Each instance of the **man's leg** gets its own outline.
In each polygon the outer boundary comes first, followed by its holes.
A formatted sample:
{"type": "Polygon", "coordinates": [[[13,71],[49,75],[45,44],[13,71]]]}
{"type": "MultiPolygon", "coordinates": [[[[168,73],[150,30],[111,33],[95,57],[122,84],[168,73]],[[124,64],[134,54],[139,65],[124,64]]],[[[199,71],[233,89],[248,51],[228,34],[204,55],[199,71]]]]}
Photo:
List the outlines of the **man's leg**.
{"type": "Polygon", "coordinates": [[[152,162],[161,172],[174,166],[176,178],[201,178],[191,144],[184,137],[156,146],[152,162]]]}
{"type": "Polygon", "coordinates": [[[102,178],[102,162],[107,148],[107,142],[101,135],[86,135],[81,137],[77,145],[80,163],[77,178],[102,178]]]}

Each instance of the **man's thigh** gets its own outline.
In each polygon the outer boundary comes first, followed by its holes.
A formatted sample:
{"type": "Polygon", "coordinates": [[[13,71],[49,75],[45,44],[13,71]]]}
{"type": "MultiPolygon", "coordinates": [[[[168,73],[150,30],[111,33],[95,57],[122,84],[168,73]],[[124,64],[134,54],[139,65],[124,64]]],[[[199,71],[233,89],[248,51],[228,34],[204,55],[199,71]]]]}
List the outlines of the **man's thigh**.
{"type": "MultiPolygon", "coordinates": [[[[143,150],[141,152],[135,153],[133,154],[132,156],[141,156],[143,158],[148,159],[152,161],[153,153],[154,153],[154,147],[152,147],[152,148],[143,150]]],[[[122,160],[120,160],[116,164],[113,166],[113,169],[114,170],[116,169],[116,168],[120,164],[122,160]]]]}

****************************************

PROBLEM DESCRIPTION:
Can you copy every item above word for word, changing nothing?

SOLVED EXERCISE:
Each instance of the **man's leg** gets its own outline.
In each polygon the outer boundary comes first, followed by its holes.
A formatted sample:
{"type": "Polygon", "coordinates": [[[13,71],[49,75],[45,44],[13,71]]]}
{"type": "MultiPolygon", "coordinates": [[[[168,73],[150,30],[111,33],[95,57],[122,84],[168,73]],[[124,64],[134,54],[139,65],[124,64]]],[[[199,71],[233,89],[248,51],[228,34],[204,55],[199,71]]]]}
Photo:
List the outlines of the **man's leg**.
{"type": "Polygon", "coordinates": [[[152,162],[161,172],[174,166],[176,178],[201,178],[191,144],[184,137],[156,146],[152,162]]]}
{"type": "Polygon", "coordinates": [[[102,178],[102,162],[107,148],[107,142],[101,135],[86,135],[81,137],[77,145],[80,163],[77,178],[102,178]]]}

Each instance of the **man's thigh** gets its own outline.
In each polygon the outer boundary comes first, followed by its holes.
A formatted sample:
{"type": "Polygon", "coordinates": [[[13,71],[49,75],[45,44],[13,71]]]}
{"type": "MultiPolygon", "coordinates": [[[[168,73],[150,30],[111,33],[95,57],[122,84],[168,73]],[[124,64],[134,54],[139,65],[124,64]]],[[[199,71],[233,89],[248,51],[228,34],[204,55],[199,71]]]]}
List the outlines of the **man's thigh**.
{"type": "MultiPolygon", "coordinates": [[[[143,150],[141,152],[135,153],[133,154],[132,156],[141,156],[143,158],[148,159],[152,161],[153,153],[154,153],[154,147],[152,147],[152,148],[143,150]]],[[[122,160],[120,160],[116,164],[113,166],[113,169],[114,170],[116,169],[116,168],[120,164],[122,160]]]]}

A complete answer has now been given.